» Rows:

[Start]

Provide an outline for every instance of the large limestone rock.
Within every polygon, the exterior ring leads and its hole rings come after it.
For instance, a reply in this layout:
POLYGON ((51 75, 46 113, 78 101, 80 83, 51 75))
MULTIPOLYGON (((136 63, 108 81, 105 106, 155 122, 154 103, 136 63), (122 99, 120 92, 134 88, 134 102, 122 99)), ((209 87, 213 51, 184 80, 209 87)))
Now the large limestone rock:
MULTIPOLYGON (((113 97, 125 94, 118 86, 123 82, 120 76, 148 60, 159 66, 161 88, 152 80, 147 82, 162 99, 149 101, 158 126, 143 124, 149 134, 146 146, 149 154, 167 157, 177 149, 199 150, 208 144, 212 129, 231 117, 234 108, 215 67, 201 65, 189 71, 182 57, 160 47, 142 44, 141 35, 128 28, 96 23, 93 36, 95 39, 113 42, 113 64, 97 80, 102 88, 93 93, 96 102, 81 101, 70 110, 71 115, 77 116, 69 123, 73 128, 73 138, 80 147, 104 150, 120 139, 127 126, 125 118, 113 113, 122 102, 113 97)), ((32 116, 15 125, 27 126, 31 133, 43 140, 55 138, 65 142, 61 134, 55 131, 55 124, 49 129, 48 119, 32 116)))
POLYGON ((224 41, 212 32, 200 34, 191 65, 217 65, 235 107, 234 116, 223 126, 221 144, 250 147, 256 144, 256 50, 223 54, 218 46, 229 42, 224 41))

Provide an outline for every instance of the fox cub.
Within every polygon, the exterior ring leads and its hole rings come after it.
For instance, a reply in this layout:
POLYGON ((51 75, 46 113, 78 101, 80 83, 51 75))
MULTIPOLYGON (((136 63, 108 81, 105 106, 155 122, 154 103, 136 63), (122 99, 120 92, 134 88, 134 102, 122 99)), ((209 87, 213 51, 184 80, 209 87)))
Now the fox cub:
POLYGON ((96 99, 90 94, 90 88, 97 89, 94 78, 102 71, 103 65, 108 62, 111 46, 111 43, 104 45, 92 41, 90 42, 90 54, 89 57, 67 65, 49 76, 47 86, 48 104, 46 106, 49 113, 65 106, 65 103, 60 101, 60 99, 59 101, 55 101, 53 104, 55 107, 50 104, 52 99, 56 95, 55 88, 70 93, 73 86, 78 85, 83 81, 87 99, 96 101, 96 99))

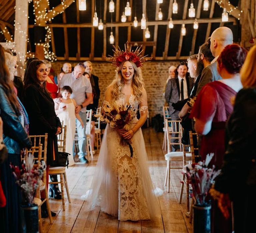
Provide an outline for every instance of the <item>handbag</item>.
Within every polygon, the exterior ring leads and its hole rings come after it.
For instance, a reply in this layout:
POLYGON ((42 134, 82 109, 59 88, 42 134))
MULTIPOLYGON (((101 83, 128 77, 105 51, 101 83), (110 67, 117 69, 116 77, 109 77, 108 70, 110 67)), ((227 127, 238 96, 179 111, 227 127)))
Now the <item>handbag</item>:
POLYGON ((67 152, 62 152, 59 151, 58 159, 56 160, 56 161, 54 162, 53 164, 51 164, 51 167, 65 167, 68 168, 68 164, 69 163, 68 160, 68 156, 70 154, 67 152))

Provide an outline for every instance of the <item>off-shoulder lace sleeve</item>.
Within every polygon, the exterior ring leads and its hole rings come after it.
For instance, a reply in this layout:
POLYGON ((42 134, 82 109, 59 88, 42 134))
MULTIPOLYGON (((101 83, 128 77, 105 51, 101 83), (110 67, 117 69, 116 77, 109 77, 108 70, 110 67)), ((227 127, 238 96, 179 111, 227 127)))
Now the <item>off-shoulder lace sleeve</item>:
POLYGON ((140 108, 140 113, 142 112, 143 113, 146 113, 146 112, 148 111, 148 108, 147 106, 142 106, 140 108))

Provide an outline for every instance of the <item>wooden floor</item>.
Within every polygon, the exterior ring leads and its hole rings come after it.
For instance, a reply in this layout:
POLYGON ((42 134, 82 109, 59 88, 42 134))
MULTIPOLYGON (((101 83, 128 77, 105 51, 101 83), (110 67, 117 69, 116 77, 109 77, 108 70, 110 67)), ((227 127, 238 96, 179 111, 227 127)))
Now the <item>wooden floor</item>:
POLYGON ((99 207, 90 211, 86 210, 86 201, 80 196, 89 189, 98 156, 87 164, 80 162, 66 169, 68 187, 71 199, 69 204, 65 192, 65 211, 62 208, 61 200, 51 199, 51 210, 57 213, 50 224, 48 218, 43 219, 44 232, 192 232, 186 212, 186 187, 182 203, 178 199, 180 188, 181 170, 171 171, 171 186, 168 193, 164 185, 166 168, 165 152, 162 149, 163 133, 156 133, 152 128, 143 130, 152 180, 155 186, 164 190, 159 197, 162 217, 154 222, 118 221, 101 211, 99 207))

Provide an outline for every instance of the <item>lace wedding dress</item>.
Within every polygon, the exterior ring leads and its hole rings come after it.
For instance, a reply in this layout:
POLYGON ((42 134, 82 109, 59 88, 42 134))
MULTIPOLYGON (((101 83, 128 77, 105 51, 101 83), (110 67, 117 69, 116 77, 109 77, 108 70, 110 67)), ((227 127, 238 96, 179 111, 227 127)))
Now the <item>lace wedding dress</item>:
MULTIPOLYGON (((123 100, 120 100, 124 104, 123 100)), ((130 104, 137 110, 139 102, 131 95, 130 104)), ((104 101, 103 105, 109 104, 104 101)), ((146 112, 148 107, 140 106, 146 112)), ((136 118, 130 127, 138 120, 136 118)), ((81 198, 91 207, 101 210, 121 221, 152 219, 161 216, 147 164, 145 142, 141 128, 132 138, 133 155, 128 145, 122 146, 120 136, 108 124, 104 133, 91 188, 81 198)))

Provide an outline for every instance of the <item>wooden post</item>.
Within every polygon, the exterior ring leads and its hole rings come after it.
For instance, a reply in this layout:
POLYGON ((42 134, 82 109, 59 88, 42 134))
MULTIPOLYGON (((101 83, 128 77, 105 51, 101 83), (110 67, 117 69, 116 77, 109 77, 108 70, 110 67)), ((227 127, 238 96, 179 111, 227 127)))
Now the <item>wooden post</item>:
POLYGON ((28 2, 23 0, 16 0, 16 5, 14 43, 18 58, 18 74, 19 76, 23 78, 27 54, 28 2))

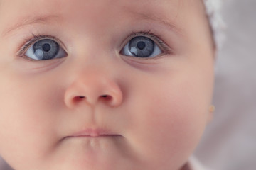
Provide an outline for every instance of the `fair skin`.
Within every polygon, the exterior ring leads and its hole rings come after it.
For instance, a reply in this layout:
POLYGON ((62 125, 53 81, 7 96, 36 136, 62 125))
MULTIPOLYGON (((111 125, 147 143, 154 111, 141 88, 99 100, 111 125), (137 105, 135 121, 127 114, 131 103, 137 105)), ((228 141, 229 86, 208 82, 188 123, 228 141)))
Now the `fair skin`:
POLYGON ((182 169, 210 118, 201 1, 1 0, 0 21, 0 154, 14 169, 182 169), (33 34, 46 36, 23 48, 33 34), (127 56, 139 36, 159 52, 127 56), (62 55, 29 58, 46 39, 62 55))

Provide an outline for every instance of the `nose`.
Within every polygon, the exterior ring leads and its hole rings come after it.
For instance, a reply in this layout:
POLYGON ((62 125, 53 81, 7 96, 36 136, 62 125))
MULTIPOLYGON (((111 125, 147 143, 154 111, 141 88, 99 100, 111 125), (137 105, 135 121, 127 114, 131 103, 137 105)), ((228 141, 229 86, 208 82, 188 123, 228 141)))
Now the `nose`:
POLYGON ((117 81, 104 73, 90 72, 80 74, 67 88, 65 103, 70 108, 81 103, 95 106, 100 103, 117 107, 122 103, 122 98, 117 81))

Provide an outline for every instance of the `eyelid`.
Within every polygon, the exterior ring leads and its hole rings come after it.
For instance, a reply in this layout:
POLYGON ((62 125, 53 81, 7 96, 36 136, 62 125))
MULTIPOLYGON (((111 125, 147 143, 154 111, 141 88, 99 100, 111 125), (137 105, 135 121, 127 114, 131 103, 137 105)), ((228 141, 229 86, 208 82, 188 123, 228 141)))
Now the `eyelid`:
MULTIPOLYGON (((24 54, 26 53, 26 51, 33 44, 35 44, 36 42, 43 40, 43 39, 50 39, 52 40, 55 41, 60 46, 60 47, 63 48, 63 50, 65 51, 66 50, 66 47, 64 45, 63 43, 62 43, 57 38, 52 36, 52 35, 35 35, 35 34, 32 34, 32 38, 30 39, 25 39, 26 42, 25 43, 22 45, 21 48, 18 50, 18 52, 17 52, 17 56, 18 57, 26 57, 26 56, 24 56, 24 54)), ((26 57, 28 60, 31 60, 29 57, 26 57)))
MULTIPOLYGON (((129 40, 131 40, 133 38, 137 36, 143 35, 151 39, 157 45, 160 47, 160 50, 163 51, 164 54, 172 54, 172 50, 169 47, 164 41, 162 40, 161 38, 161 35, 156 35, 155 33, 152 33, 151 30, 148 31, 139 31, 139 32, 133 32, 131 35, 129 35, 124 41, 123 45, 126 45, 128 43, 129 40)), ((124 47, 122 45, 122 47, 124 47)))

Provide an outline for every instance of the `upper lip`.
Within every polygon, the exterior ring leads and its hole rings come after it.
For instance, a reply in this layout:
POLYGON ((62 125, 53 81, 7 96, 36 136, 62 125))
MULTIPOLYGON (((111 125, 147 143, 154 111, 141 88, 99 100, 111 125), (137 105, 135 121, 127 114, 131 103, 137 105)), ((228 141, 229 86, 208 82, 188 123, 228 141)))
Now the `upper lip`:
POLYGON ((70 137, 99 137, 106 135, 119 135, 109 130, 103 128, 87 128, 75 132, 70 137))

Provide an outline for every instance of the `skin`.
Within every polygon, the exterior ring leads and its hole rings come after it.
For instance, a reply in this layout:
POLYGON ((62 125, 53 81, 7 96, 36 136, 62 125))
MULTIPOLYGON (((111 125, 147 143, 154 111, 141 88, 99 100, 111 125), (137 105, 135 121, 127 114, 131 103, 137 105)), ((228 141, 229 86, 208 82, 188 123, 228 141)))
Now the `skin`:
POLYGON ((0 154, 14 169, 182 169, 211 117, 201 1, 2 0, 0 21, 0 154), (149 30, 168 50, 120 52, 149 30), (67 56, 17 55, 33 33, 55 37, 67 56), (88 128, 118 135, 74 137, 88 128))

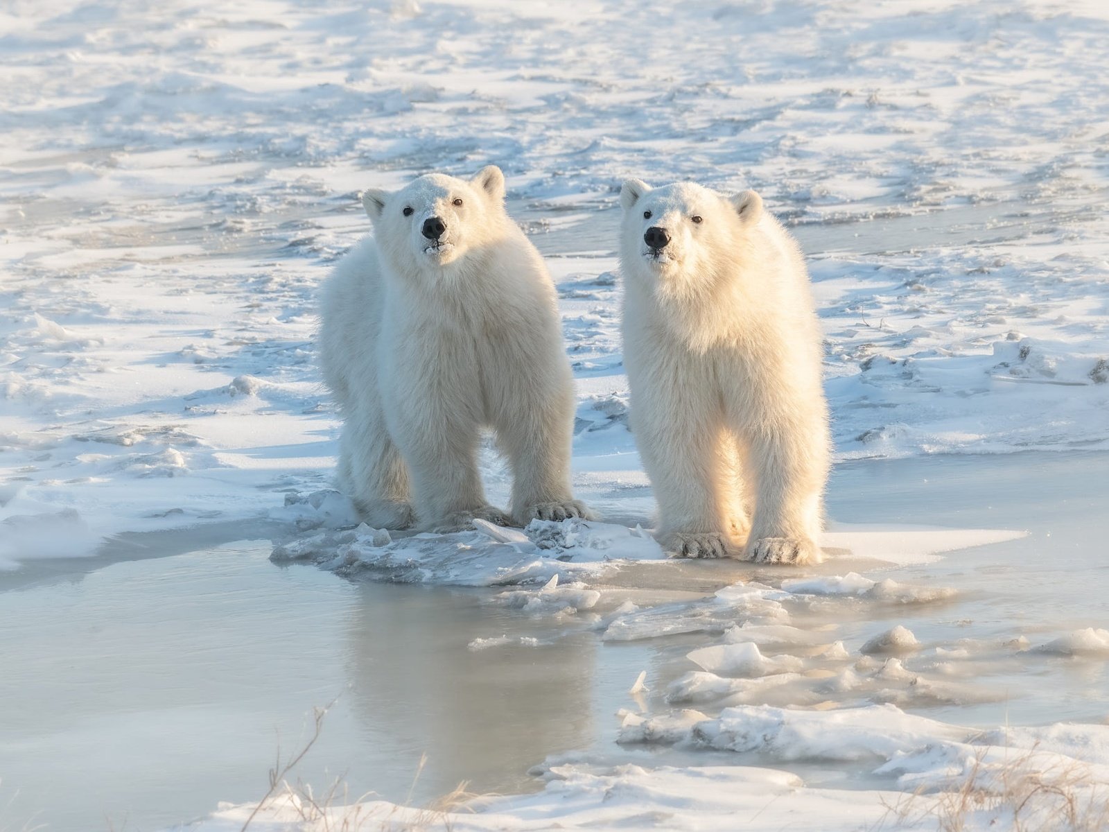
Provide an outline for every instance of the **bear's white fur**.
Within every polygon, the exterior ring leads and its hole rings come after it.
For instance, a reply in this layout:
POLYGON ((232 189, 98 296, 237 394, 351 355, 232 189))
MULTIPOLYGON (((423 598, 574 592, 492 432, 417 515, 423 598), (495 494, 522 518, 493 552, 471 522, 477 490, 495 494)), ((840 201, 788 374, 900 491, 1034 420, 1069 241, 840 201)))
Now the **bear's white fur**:
POLYGON ((554 287, 503 200, 492 165, 367 191, 375 235, 324 286, 321 364, 345 418, 338 480, 372 526, 588 515, 570 494, 574 400, 554 287), (435 217, 437 242, 421 233, 435 217), (484 427, 511 466, 511 517, 485 497, 484 427))
POLYGON ((631 426, 663 548, 818 561, 830 436, 800 248, 753 191, 628 180, 620 200, 631 426))

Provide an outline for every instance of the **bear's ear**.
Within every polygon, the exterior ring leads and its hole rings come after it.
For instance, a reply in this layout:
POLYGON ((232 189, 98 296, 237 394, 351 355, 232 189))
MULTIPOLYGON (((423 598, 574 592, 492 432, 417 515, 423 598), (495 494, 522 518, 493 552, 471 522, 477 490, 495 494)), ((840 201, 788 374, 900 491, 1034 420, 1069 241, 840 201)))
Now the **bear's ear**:
POLYGON ((651 186, 641 179, 625 179, 623 185, 620 186, 620 206, 627 211, 650 190, 651 186))
POLYGON ((486 165, 478 175, 470 180, 470 184, 480 187, 494 200, 505 199, 505 174, 495 164, 486 165))
POLYGON ((740 191, 730 196, 729 201, 744 225, 754 225, 762 216, 762 196, 754 191, 740 191))
POLYGON ((388 191, 381 191, 378 187, 367 187, 362 192, 362 205, 366 209, 366 215, 373 222, 377 222, 381 219, 381 212, 385 211, 385 201, 389 199, 388 191))

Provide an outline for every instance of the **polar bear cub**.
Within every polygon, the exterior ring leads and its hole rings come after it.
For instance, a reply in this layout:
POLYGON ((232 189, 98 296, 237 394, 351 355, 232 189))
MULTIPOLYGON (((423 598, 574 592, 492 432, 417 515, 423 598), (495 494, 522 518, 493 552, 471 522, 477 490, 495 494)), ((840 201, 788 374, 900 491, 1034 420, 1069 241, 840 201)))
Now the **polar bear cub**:
POLYGON ((754 191, 633 179, 620 202, 631 426, 663 548, 817 562, 830 437, 800 248, 754 191))
POLYGON ((321 364, 345 418, 339 486, 372 526, 589 514, 570 493, 574 399, 554 287, 503 200, 491 165, 366 191, 375 235, 323 288, 321 364), (485 497, 484 427, 510 463, 510 516, 485 497))

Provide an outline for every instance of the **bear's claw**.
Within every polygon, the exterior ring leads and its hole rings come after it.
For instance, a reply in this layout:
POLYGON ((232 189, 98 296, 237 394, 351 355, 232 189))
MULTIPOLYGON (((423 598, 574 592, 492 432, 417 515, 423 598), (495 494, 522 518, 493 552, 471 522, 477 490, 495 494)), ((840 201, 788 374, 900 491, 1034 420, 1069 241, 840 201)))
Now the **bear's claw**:
POLYGON ((581 500, 556 500, 553 503, 535 503, 523 509, 523 525, 529 520, 564 520, 568 517, 580 517, 583 520, 596 520, 594 515, 581 500))
POLYGON ((671 532, 663 539, 662 548, 675 558, 726 558, 729 546, 719 531, 671 532))
POLYGON ((481 506, 471 511, 452 511, 433 527, 433 531, 446 535, 451 531, 465 531, 474 528, 474 520, 488 520, 496 526, 511 526, 512 518, 495 506, 481 506))
POLYGON ((756 564, 805 564, 820 562, 820 549, 811 540, 795 540, 788 537, 763 537, 751 547, 751 560, 756 564))

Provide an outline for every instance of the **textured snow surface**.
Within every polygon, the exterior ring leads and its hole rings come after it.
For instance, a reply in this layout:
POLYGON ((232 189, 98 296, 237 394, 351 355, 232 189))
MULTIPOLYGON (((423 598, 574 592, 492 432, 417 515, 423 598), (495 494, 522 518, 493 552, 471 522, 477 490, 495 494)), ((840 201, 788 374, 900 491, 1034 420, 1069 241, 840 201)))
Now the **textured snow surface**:
MULTIPOLYGON (((576 617, 607 642, 700 638, 665 688, 673 710, 624 714, 621 741, 740 763, 556 764, 539 794, 449 816, 381 802, 322 816, 287 797, 254 829, 896 828, 939 816, 968 782, 1017 798, 1014 781, 1031 783, 1030 829, 1060 816, 1052 794, 1103 806, 1105 726, 983 732, 903 709, 1004 697, 977 677, 1015 657, 1092 667, 1105 629, 918 641, 897 616, 955 589, 857 565, 1016 532, 836 527, 824 542, 849 550, 847 568, 647 608, 590 581, 635 560, 670 568, 650 562, 627 427, 614 250, 629 175, 755 187, 793 229, 840 459, 1109 449, 1107 41, 1105 4, 1077 0, 10 0, 0 568, 267 518, 284 528, 277 559, 505 585, 496 602, 576 617), (576 488, 612 519, 358 526, 328 490, 338 425, 314 365, 316 288, 369 231, 360 189, 487 163, 548 255, 578 379, 576 488), (873 626, 813 626, 840 613, 873 626), (759 768, 785 761, 849 763, 896 791, 759 768), (889 809, 904 801, 906 815, 889 809)), ((491 444, 481 465, 503 504, 491 444)), ((536 647, 538 661, 543 643, 506 632, 469 648, 536 647)), ((1011 801, 976 803, 964 828, 1009 828, 998 805, 1011 801)), ((196 828, 240 829, 250 812, 196 828)))
MULTIPOLYGON (((841 458, 1109 442, 1097 3, 104 0, 2 12, 0 565, 325 486, 315 288, 362 187, 508 174, 594 501, 649 495, 622 177, 757 187, 811 258, 841 458)), ((495 495, 506 475, 486 455, 495 495)), ((501 497, 502 498, 502 497, 501 497)))

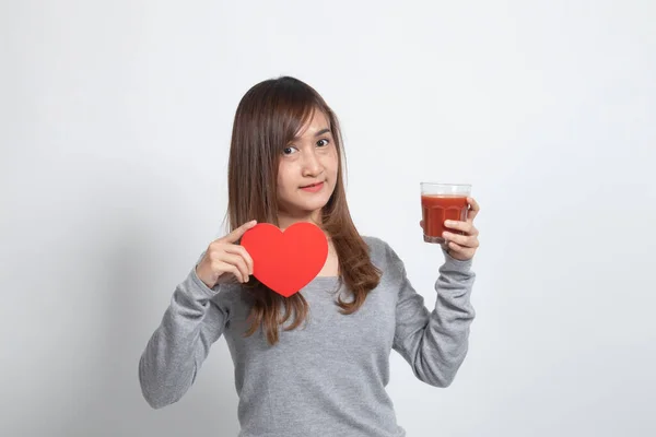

[End]

» Work required: Rewrite the stretch from the start of the material through the line containing "Now the large", changing "limestone rock" to "granite boulder" and leaving everything else as it is.

» Answer for this exercise:
Provide an outline for every instance of the large granite boulder.
Within every polygon, the exterior ring leads and its hole rings come after it.
For instance, a reply in this layout:
POLYGON ((51 75, 46 113, 78 101, 80 83, 51 75))
MULTIPOLYGON (((136 63, 108 81, 105 106, 155 122, 154 103, 136 63), (122 99, 120 92, 134 88, 134 102, 122 99)), ((209 87, 213 51, 184 80, 209 87)))
Now the large granite boulder:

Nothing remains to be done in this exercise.